▶ [Aufgabe 1]: Übersetze aus dem Textauszug über eine Weihnachtstradition diesen Satz ins Englische: „Vor Jahren hat mein Vater es übernommen, die Klöße nach dem Familienrezept herzustellen.“
▶ [Aufgabe 2]: Entnimm dem Textauszug über eine Weihnachtstradition den Abschnitt, der mit „Der Wille zu“ anfängt und bis einschließlich „hatte einen Nutzen.“ reicht.
▶ [Aufgabe 3]: Schreib bitte den Textauszug über eine Weihnachtstradition im Anschluss an seinen letzten Satz weiter.

▶ [Textauszug]:
Eine Weihnachtstradition
Letzte Woche war ich bei meinen Eltern, um mit meinem Vater die Klöße für Weihnachten vorzubereiten. Früher haben meine Oma und meine Großtante stets die Klöße für das Familien-Weihnachtsessen an Heiligabend vorbereitet. Vor Jahren hat mein Vater es übernommen, die Klöße nach dem Familienrezept herzustellen. Da es ihm inzwischen nicht mehr leicht fällt, habe ich ihn unterstützt.
Ein Satz, der mich berührt hat
Während ich die gekochten Kartoffeln gepellt habe, hat mein Vater einen Satz gesagt, der mich sehr berührt hat: “Ich bin inzwischen zu nichts mehr nütze. Ich bin nutzlos.” Laufen und Stehen ist für meinen Vater schmerzhaft. Auch Hausarbeiten wie Kartoffeln pellen strengen ihn sehr an. Daher sein Satz, er sei nutzlos. Er wirkte sehr traurig. Etwas hilflos habe ich ihm geantwortet: “Aber Papa, kein Mensch ist nutzlos. Oder ist ein kleines Baby, das noch nichts leisten kann, nutzlos?”
Der Wille zu leisten
Ich glaube nicht, dass meine Antwort für meinen Vater etwas geändert hat. Sein Leben ist geprägt durch den Willen zu leisten. Er hat stets gearbeitet und vieles erreicht in seinem Leben. Nun, da es ihm schwerfällt, etwas zu schaffen, nimmt er einen Mangel wahr. Er sieht sich selber nicht mehr als wertvoll an, weil er nicht mehr in der Lage ist, zu “arbeiten”. Damit ist aus seiner Sicht, sein Leben nutzlos geworden.
Leistung als Wertmaßstab
Nicht nur in der Generation meiner Eltern ist diese Sicht auf das Leben weit verbreitet. Auch ich habe meinen Wert lange daraus gezogen, was ich leiste. Menschen, die weniger leisten, habe ich zwar nicht abgewertet, aber für mich selber galten immer die höchsten Maßstäbe. Meine Leistungsbereitschaft gaben mir das Gefühl, etwas sinnvolles beizutragen. Mein Leben hatte einen Nutzen.
Die Erkenntnis muss früher kommen
Als mein Vater diesen Satz sagte, wurde mir schlagartig klar: Die Erkenntnis und Klarheit über den eigenen Wert kommt nicht irgendwann von alleine. Es ist wichtig, dass ich mich so früh wie möglich damit beschäftige. Irgendwann kommt der Punkt, an dem es zu spät ist. Die Erkenntnis passiert dann nicht mehr.

▶ [Datensätze]:

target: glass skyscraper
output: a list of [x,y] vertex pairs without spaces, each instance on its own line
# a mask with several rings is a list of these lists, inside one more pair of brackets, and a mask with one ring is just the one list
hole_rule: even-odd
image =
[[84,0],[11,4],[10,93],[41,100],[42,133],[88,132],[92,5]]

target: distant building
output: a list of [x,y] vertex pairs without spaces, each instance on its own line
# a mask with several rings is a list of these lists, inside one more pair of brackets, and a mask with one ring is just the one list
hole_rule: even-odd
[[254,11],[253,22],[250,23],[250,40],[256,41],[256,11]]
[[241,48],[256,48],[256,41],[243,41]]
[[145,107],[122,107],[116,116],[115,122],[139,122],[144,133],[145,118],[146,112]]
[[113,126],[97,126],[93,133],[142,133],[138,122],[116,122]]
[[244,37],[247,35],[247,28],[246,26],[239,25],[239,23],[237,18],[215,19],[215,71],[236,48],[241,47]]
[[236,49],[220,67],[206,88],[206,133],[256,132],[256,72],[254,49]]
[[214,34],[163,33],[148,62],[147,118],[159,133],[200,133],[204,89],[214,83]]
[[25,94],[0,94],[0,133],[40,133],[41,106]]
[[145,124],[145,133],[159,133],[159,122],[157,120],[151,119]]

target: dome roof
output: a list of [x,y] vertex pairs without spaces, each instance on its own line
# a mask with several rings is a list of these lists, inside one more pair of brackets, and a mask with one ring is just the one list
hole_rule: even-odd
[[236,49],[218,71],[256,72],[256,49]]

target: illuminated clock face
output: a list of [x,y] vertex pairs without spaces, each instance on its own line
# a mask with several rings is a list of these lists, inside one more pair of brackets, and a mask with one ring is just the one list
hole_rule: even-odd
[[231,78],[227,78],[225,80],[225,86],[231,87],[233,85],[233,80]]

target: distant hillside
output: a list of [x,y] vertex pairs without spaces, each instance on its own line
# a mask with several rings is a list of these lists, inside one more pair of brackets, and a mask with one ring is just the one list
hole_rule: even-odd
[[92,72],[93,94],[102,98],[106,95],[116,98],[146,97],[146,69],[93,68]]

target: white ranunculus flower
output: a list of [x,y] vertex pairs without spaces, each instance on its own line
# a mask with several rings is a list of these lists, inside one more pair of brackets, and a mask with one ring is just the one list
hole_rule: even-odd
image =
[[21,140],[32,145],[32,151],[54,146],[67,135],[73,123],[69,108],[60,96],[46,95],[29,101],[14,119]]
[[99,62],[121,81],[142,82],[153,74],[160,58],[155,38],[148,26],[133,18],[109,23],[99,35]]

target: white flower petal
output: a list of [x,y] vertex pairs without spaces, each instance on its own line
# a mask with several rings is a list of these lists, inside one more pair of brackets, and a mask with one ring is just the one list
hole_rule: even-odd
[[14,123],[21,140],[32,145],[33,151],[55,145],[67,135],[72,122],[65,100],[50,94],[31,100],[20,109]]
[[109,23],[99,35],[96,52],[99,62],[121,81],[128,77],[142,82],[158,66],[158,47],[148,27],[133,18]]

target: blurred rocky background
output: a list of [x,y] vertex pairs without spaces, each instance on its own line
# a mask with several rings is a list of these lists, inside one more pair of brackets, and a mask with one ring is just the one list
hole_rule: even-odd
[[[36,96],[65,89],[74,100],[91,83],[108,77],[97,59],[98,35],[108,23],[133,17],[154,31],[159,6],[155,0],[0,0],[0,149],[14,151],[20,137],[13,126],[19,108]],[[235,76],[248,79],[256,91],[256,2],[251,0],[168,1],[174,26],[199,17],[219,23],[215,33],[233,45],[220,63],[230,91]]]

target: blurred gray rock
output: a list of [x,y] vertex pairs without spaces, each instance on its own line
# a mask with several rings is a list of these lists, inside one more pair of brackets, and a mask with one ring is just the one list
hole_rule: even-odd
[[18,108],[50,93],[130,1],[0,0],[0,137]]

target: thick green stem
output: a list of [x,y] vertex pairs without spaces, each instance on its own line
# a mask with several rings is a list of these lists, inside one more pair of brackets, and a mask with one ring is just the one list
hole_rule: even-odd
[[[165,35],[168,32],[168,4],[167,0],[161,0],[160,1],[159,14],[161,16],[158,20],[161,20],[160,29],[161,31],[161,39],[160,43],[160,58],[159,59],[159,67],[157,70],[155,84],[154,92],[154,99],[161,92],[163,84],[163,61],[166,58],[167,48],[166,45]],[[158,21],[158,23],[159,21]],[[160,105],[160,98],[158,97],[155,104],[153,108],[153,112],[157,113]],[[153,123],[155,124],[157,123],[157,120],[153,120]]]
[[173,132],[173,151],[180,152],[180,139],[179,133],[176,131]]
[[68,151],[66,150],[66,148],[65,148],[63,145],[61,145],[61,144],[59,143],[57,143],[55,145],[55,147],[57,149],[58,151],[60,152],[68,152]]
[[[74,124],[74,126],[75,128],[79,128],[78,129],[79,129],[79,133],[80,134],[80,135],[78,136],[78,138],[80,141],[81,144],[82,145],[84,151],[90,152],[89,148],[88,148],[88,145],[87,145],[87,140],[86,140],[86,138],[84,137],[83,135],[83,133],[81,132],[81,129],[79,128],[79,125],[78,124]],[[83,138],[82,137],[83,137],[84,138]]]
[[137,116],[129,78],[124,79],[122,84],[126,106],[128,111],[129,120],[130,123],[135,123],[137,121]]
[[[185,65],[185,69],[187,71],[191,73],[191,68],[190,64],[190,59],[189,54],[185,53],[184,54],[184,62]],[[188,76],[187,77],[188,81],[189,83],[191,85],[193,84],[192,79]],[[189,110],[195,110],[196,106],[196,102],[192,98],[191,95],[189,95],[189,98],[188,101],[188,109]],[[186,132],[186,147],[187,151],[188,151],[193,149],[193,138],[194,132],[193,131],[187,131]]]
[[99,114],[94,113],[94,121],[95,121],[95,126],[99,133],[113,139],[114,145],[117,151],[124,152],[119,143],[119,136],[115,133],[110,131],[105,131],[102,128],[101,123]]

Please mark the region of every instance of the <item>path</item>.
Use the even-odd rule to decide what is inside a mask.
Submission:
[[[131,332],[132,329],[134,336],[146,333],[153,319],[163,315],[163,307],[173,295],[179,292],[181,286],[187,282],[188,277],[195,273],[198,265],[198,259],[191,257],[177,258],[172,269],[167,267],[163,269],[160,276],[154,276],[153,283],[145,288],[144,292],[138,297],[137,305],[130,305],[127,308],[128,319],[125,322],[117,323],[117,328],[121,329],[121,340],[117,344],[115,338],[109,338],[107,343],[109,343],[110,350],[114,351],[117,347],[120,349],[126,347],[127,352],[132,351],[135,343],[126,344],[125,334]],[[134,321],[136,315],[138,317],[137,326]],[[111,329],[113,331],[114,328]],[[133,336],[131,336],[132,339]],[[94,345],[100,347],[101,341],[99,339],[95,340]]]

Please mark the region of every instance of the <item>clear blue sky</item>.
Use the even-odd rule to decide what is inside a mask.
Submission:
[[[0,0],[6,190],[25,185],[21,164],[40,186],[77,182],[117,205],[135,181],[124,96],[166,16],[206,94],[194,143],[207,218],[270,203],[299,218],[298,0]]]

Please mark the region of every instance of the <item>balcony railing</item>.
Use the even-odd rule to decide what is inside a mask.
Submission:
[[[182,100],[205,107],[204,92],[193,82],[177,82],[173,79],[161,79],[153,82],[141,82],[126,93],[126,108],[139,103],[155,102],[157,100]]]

▶ [Ergebnis 1]: Years ago, my father took over making the dumplings according to the family recipe.

▶ [Ergebnis 2]:
Der Wille zu leisten
Ich glaube nicht, dass meine Antwort für meinen Vater etwas geändert hat. Sein Leben ist geprägt durch den Willen zu leisten. Er hat stets gearbeitet und vieles erreicht in seinem Leben. Nun, da es ihm schwerfällt, etwas zu schaffen, nimmt er einen Mangel wahr. Er sieht sich selber nicht mehr als wertvoll an, weil er nicht mehr in der Lage ist, zu “arbeiten”. Damit ist aus seiner Sicht, sein Leben nutzlos geworden.
Leistung als Wertmaßstab
Nicht nur in der Generation meiner Eltern ist diese Sicht auf das Leben weit verbreitet. Auch ich habe meinen Wert lange daraus gezogen, was ich leiste. Menschen, die weniger leisten, habe ich zwar nicht abgewertet, aber für mich selber galten immer die höchsten Maßstäbe. Meine Leistungsbereitschaft gaben mir das Gefühl, etwas sinnvolles beizutragen. Mein Leben hatte einen Nutzen.

▶ [Ergebnis 3]:
Die Wahrscheinlichkeit ist recht groß, dass auch ich eines Tages nicht mehr viel leisten kann. Ich werde vielleicht meinen Haushalt nicht mehr alleine schaffen oder mich selber nicht mehr waschen können, wenn ich auch so alt werde wie mein Vater ist oder meine Oma geworden ist. Sollte ich dann noch immer in der Überzeugung leben, dass mein Wert daran hängt, was ich leiste, falle auch ich in das Loch, “nutzlos zu sein”.
Warte nicht
Warte also nicht darauf, dass die Erkenntnis über deinen Wert oder die Liebe zu dir eines Tages schon kommen wird. Gehe jetzt auf dich zu. Begegne dir selber außerhalb dessen, was du leistest.
Ein guter Weg für mich ist es, in die Stille mit mir selber zu gehen. Wenn ich regelmäßig Zeit mit mir verbringen, in der ich nichts leiste, nichts erreichen will, nichts gut oder richtig machen muss, gilt es nur, mich selber auszuhalten. Für mich ist Mediation diese Begegnung mit mir selber.
Meinen Wert spüren
Bei den Meditationsabenden meines Lehrers, Peter Michael Diekmann, war eine Zeit eine Übung Teil des Abends, bei der ich meinen eigenen Wert spüren sollte. Zunächst ging es darum, in Verbindung zu gehen mit allem, was lebendig ist, und dessen Wert zu spüren. An Sommerabenden, wenn die Vögel draußen singen oder das Abendrot zu sehen ist, fällt mir dies sehr leicht. Auch sonst kann ich den Wert des Lebens spüren und mich damit verbinden.
Was wäre die Welt ohne mich?
Im nächsten Schritt ging es dann darum, meinen eigenen Wert zu spüren und wahrzunehmen, wie wertvoll ich bin. Dies fiel mir sehr schwer. Es blieb für mich ein Gedanke, der im Kopf blieb. Im Herzen konnte ich meinen Wert nicht spüren. Was wäre die Welt ohne mich? Wenn es mich nicht gäbe, würde mich keiner vermissen. So waren meine Gedanken.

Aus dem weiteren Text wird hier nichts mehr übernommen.